** Extracted data **
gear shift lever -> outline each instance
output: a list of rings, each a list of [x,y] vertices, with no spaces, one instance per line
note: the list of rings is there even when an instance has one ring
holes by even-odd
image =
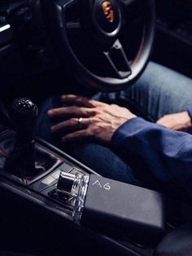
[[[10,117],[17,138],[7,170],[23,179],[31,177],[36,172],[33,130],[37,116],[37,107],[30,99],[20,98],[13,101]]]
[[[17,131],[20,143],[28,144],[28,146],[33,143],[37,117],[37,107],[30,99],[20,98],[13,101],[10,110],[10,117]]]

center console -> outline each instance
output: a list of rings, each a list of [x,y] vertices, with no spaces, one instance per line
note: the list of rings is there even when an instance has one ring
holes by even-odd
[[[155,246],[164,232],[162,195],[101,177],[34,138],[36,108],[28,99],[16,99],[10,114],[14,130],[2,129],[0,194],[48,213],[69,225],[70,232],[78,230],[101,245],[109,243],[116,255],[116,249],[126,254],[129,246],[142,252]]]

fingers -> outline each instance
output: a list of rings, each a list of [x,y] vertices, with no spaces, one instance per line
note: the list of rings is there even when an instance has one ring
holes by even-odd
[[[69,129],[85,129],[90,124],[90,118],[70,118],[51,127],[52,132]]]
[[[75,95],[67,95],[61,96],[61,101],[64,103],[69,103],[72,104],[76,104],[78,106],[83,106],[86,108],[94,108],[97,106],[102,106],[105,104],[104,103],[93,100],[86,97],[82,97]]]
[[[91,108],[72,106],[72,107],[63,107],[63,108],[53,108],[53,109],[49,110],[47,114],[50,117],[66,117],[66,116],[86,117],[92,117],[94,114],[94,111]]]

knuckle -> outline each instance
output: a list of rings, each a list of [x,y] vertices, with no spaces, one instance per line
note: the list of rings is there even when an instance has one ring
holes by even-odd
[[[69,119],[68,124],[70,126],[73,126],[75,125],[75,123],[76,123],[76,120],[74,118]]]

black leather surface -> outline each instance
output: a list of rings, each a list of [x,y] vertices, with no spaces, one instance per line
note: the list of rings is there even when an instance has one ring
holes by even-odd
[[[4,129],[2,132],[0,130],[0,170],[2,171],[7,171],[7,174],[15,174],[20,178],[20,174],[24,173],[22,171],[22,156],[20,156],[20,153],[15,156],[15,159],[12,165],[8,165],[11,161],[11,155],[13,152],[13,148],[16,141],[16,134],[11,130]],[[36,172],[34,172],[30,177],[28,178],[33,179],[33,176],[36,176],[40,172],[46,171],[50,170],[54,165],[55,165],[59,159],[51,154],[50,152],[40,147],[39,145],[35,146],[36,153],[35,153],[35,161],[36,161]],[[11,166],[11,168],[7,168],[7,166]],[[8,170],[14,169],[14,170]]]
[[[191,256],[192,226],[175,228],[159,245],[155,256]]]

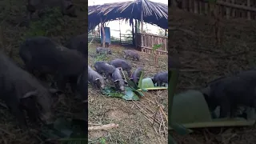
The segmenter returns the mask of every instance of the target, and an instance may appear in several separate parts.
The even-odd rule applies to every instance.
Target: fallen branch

...

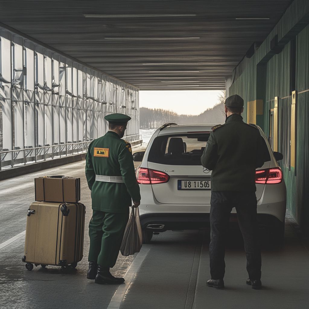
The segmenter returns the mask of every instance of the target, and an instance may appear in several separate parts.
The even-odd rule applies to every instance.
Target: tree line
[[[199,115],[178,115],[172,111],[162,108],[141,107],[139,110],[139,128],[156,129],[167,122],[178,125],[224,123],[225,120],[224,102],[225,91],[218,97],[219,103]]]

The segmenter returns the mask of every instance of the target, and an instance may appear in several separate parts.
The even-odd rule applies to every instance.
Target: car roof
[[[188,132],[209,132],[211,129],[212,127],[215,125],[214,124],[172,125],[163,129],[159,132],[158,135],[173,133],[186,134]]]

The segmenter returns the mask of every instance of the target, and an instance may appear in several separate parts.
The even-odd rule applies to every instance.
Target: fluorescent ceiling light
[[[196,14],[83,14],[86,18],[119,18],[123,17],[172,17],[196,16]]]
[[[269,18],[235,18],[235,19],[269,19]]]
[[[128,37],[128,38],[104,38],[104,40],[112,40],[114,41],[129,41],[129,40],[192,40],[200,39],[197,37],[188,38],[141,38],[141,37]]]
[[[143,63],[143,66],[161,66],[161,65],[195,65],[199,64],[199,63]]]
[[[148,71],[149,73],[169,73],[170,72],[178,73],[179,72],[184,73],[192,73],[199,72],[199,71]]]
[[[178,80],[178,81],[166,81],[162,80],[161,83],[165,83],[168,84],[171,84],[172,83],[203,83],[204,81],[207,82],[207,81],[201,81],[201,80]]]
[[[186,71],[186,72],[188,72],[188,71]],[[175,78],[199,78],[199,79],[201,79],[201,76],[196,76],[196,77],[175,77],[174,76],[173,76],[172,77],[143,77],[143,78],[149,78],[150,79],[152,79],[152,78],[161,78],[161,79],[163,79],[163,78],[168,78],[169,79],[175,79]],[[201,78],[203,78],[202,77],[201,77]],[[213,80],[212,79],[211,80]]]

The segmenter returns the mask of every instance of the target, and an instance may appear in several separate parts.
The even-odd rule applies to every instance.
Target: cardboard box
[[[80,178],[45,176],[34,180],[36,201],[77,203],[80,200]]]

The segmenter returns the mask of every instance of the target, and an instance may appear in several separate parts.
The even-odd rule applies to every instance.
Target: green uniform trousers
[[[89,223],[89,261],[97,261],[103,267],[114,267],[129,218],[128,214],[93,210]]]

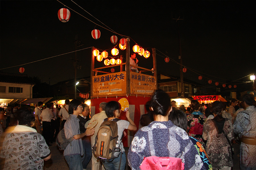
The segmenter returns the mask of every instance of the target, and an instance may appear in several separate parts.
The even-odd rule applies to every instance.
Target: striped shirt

** Work to complete **
Please put the lines of the listing, starting at the line containing "knuckle -> outline each instance" and ending at the line containing "[[[191,256],[192,226],[175,228],[159,245],[155,256]]]", into a Markdown table with the columns Row and Line, leaving out blank lines.

** Task answer **
| Row | Line |
|---|---|
| 1 | knuckle -> outline each instance |
| 2 | output: a list of rings, each a list of [x,y] vertices, with no spaces, one instance per line |
| 3 | note: the list of rings is there even when an instance has one ring |
| 4 | holes by even-odd |
| 5 | [[[69,119],[68,124],[70,126],[73,126],[75,125],[75,123],[76,123],[76,120],[74,118]]] |
| 6 | black leather surface -> outline each instance |
| 7 | output: a list of rings, each a list of [x,y] vertices, with no spaces, one instance per line |
| 8 | note: the list of rings is there even when an instance has one ring |
| 9 | holes by even-odd |
| 10 | [[[4,129],[2,132],[0,130],[0,170],[2,171],[7,171],[7,174],[15,174],[20,178],[20,174],[24,173],[22,171],[22,156],[20,156],[20,153],[15,156],[15,159],[12,165],[8,165],[11,161],[11,155],[13,152],[13,148],[16,141],[16,134],[11,130]],[[36,172],[34,172],[30,177],[28,178],[33,179],[33,176],[36,176],[40,172],[46,171],[50,170],[54,165],[55,165],[59,159],[51,154],[50,152],[40,147],[39,145],[35,146],[36,153],[35,153],[35,161],[36,161]],[[11,166],[11,168],[7,168],[7,166]],[[8,170],[14,169],[14,170]]] |
| 11 | [[[191,256],[192,226],[175,228],[159,245],[155,256]]] |